━━━━━ Selected excerpt ━━━━━

The Sandbaggers: the greatest spy show ever?

  • Themes: Spies, Television

With its realistic portrayal of spycraft and encapsulation of the spirit of 1970s Britain, The Sandbaggers might just be the best ever TV series about espionage.

Roy Marsden as Neil Burnside in The Sandbaggers.
Roy Marsden as Neil Burnside in The Sandbaggers. Credit: Cinematic / Alamy Stock Photo

Last month, Apple TV+ announced a sixth series of the critically acclaimed, and highly popular, spy series Slow Horses. Since its first screening in April 2022, the show, based on the novels by Mick Herron, has captivated audiences with its darkly comic portrayal of misfits from the UK’s Security Service (MI5) based in Slough House, under the leadership of Jackson Lamb, played by the brilliant Gary Oldman. The series gives a warts and all portrayal of the state of the nation and has even been described, in one review, as ‘undoubtedly the best spy series on television’.

━━━━━ Records shown ━━━━━

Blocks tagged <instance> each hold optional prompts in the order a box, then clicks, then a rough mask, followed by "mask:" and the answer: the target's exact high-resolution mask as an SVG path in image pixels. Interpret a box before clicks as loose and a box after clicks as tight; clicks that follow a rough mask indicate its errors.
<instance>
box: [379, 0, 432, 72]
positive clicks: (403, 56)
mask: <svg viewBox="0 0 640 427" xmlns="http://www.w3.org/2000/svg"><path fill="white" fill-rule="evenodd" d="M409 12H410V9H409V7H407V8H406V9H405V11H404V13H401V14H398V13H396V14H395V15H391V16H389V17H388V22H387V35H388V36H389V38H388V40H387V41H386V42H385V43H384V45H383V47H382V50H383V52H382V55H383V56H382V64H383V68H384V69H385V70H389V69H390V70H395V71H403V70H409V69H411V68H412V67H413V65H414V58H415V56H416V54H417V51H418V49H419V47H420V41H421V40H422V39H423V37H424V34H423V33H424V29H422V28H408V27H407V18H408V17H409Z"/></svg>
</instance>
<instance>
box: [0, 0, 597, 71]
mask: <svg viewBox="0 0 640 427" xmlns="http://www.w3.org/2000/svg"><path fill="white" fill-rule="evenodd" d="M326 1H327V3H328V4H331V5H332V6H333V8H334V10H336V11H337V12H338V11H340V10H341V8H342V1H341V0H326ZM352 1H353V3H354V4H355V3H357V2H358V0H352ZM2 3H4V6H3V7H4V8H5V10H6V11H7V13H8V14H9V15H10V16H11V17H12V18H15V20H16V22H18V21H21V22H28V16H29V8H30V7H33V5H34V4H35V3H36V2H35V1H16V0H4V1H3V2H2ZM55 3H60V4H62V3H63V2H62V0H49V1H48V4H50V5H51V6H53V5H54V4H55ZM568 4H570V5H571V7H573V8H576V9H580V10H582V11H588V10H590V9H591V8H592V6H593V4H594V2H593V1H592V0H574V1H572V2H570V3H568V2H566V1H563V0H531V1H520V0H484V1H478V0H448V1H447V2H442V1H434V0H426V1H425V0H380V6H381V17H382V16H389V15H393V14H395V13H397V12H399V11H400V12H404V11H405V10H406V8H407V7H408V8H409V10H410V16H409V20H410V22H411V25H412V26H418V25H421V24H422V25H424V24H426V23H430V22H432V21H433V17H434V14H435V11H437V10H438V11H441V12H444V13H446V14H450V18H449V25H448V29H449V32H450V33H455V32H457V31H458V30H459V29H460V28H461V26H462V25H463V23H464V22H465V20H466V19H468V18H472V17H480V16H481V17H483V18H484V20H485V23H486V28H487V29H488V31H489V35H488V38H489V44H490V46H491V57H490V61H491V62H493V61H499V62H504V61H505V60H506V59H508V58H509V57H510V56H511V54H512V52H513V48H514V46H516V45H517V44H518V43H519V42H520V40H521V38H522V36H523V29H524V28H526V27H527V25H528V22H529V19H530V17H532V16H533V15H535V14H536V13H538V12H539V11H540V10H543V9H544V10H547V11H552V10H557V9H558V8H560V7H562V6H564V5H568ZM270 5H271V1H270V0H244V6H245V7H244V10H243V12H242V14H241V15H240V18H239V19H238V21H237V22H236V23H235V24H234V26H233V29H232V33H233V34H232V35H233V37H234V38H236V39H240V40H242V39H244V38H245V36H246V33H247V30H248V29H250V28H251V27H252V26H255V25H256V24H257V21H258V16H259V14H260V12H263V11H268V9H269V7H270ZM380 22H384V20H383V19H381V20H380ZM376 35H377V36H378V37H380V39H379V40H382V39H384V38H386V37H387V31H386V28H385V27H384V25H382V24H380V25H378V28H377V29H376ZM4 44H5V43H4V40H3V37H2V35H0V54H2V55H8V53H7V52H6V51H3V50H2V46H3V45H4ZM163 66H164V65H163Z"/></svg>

━━━━━

■ Request 1 ■
Please transcribe the part of the Sandbaggers article that opens with the words "With its realistic" and closes with "series about espionage.".
■ Request 2 ■
In the Sandbaggers article, which actor plays Jackson Lamb in Slow Horses?

■ Task response 1 ■
With its realistic portrayal of spycraft and encapsulation of the spirit of 1970s Britain, The Sandbaggers might just be the best ever TV series about espionage.

■ Task response 2 ■
Gary Oldman